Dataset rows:
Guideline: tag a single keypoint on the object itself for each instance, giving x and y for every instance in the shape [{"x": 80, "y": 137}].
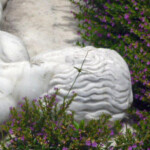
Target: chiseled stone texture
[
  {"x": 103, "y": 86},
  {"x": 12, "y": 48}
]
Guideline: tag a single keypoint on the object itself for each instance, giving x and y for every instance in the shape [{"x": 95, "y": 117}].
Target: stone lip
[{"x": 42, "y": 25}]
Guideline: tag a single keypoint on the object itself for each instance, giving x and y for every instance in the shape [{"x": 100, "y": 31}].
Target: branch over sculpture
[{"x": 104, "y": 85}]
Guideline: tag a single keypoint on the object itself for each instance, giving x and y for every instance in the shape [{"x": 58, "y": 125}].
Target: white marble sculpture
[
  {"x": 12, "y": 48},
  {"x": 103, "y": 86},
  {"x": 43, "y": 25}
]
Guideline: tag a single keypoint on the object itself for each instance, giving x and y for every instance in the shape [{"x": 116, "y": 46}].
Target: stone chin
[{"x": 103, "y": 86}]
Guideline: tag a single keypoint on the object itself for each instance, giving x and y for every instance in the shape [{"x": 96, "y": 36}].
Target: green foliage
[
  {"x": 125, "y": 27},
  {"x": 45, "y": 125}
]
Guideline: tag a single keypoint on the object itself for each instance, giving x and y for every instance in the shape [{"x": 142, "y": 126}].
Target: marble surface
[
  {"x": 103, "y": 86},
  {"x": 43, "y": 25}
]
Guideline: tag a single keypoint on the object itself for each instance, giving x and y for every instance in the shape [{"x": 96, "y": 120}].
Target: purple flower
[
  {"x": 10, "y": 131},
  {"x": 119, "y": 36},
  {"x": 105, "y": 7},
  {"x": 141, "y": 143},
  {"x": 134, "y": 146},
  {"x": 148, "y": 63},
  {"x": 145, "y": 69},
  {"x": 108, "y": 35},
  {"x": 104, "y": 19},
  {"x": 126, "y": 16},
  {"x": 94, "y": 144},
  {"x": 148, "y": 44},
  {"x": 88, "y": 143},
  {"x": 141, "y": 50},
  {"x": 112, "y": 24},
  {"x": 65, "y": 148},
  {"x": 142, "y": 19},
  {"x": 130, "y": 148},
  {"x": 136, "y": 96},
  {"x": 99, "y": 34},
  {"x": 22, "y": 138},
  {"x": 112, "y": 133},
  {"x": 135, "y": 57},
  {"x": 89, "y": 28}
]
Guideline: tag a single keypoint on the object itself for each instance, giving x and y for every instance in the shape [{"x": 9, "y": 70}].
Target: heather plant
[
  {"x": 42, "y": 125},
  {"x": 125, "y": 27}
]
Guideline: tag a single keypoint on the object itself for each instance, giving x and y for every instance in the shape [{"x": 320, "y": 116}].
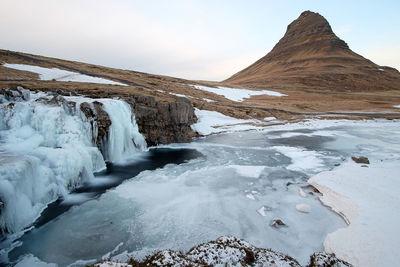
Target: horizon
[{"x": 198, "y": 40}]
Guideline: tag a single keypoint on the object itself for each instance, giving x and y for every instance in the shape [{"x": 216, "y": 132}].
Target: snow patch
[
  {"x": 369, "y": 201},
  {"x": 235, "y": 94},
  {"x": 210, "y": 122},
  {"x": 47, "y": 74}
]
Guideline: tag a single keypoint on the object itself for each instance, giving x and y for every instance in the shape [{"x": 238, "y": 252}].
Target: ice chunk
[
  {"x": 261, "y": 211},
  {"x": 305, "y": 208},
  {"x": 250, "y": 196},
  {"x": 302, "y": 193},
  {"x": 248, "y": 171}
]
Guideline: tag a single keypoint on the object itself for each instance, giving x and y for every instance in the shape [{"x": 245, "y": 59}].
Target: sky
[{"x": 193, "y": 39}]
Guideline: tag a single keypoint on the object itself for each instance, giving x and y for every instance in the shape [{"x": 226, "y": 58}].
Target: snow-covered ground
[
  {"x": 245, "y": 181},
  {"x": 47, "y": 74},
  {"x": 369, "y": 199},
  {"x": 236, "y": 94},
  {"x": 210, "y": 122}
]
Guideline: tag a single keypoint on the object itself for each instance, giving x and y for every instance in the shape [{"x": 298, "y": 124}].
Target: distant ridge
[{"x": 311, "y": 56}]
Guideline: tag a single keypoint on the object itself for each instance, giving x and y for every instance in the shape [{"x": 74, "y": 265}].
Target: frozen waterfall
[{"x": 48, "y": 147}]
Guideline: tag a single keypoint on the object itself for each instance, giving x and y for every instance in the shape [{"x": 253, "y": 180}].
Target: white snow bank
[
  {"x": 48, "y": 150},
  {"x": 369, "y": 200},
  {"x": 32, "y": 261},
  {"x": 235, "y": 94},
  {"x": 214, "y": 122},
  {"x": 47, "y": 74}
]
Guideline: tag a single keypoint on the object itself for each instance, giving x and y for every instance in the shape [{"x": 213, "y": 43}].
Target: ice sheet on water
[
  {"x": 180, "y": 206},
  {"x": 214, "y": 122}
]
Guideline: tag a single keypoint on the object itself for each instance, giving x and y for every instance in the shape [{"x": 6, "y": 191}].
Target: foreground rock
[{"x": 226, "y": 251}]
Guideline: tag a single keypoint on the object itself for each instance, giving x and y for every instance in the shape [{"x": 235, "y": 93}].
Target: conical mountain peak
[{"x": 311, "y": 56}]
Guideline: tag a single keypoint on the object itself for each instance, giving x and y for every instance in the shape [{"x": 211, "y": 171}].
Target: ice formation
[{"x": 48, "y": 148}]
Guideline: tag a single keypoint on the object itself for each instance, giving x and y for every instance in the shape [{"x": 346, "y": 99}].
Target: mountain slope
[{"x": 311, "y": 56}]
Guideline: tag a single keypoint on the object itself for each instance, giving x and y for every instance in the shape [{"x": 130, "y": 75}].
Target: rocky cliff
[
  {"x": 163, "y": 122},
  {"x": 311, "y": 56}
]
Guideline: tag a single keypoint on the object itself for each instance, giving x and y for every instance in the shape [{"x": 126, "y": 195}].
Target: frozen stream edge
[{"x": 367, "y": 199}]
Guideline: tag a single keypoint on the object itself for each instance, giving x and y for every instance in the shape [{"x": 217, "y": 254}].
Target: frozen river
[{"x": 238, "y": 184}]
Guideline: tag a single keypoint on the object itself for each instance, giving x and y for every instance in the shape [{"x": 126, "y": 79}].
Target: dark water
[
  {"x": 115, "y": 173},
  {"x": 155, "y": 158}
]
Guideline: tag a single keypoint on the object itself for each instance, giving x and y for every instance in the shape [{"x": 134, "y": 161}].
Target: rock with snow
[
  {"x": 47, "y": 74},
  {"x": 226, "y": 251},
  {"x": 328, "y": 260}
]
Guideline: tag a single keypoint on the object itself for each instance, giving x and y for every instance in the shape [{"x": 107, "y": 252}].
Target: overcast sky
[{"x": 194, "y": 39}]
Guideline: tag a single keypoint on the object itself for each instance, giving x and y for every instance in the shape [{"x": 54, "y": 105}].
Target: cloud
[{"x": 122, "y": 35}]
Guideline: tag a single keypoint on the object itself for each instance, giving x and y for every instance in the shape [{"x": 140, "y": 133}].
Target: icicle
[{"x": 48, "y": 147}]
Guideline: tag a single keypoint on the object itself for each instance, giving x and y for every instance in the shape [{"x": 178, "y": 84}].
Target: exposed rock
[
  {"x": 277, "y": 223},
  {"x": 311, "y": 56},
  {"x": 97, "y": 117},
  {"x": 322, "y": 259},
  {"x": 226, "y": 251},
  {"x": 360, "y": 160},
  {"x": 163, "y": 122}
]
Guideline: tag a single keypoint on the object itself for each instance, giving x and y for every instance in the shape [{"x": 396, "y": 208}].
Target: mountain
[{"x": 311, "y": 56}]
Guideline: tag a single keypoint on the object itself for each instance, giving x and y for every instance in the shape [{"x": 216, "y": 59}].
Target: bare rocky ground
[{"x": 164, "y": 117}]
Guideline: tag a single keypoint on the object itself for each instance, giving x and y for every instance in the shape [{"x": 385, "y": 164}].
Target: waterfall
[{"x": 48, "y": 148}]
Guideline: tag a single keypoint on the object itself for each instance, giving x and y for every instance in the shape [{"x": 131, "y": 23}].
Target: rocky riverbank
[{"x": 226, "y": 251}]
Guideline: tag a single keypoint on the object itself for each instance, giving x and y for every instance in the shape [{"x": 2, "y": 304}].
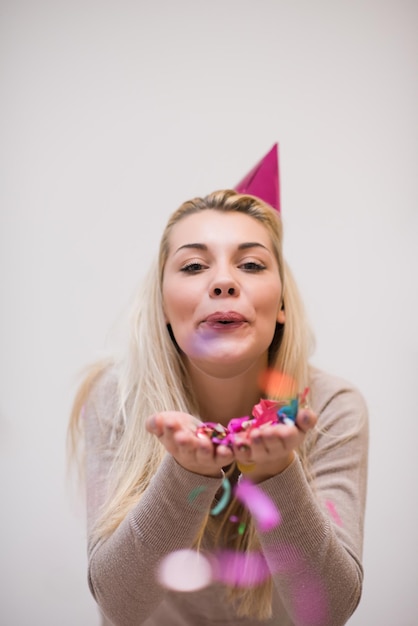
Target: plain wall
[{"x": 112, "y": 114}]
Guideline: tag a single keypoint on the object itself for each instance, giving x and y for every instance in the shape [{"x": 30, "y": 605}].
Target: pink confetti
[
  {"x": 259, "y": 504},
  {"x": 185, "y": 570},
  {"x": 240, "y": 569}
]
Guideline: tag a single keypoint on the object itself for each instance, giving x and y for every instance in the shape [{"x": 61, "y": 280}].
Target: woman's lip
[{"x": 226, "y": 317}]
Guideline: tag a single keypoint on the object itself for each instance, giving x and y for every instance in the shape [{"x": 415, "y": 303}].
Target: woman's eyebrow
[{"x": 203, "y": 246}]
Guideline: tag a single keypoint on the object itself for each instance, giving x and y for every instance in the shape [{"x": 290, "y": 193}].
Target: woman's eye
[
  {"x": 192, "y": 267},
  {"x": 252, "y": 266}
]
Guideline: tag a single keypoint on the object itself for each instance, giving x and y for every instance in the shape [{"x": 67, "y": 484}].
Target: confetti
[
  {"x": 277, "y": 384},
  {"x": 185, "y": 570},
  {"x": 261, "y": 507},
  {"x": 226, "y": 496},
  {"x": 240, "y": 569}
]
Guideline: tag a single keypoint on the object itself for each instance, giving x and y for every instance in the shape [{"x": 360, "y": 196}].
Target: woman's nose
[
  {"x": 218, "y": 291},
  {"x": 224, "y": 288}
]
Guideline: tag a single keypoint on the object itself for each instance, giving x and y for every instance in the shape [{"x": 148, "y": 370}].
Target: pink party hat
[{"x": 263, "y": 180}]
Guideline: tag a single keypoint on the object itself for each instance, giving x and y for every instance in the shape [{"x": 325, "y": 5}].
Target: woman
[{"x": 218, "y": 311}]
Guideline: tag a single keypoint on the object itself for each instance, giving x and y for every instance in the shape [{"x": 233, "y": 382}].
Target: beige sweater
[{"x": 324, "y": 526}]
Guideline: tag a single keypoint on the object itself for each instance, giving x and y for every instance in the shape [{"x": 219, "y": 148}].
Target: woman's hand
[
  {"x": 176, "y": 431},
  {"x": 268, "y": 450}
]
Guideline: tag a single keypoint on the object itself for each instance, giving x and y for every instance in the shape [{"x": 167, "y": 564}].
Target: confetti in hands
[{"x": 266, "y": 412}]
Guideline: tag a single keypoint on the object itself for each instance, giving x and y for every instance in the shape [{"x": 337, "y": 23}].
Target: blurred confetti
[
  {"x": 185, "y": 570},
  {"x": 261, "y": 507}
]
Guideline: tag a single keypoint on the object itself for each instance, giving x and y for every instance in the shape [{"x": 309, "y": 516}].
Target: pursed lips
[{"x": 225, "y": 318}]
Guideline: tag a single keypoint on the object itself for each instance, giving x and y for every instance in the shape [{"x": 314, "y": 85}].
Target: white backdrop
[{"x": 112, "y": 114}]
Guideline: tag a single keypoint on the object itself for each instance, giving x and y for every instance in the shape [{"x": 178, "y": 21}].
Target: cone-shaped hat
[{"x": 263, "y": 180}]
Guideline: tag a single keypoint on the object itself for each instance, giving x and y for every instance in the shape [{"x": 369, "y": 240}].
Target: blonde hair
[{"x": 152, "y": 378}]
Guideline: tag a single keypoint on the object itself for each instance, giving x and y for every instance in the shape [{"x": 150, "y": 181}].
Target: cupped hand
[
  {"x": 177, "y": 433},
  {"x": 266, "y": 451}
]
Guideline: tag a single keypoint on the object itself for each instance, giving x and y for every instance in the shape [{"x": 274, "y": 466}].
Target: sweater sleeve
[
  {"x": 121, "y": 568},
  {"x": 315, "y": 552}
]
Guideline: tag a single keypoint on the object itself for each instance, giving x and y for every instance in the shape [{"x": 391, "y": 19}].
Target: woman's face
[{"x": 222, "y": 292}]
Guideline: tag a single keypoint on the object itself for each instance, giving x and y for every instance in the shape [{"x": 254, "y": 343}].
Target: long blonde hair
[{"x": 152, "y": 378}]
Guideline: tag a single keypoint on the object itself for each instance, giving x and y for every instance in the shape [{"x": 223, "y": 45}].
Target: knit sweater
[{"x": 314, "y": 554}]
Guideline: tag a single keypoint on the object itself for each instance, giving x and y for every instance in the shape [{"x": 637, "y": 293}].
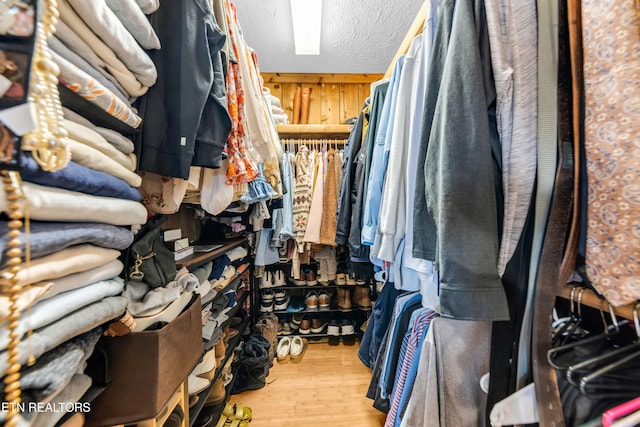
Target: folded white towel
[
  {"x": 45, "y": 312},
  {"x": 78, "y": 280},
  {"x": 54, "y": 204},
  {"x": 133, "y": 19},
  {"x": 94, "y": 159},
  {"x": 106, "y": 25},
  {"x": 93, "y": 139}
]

Problem to solve: Show every line in the items above that contains the string "waterfall", copying each line in full.

Answer below:
Target: frozen waterfall
Target: waterfall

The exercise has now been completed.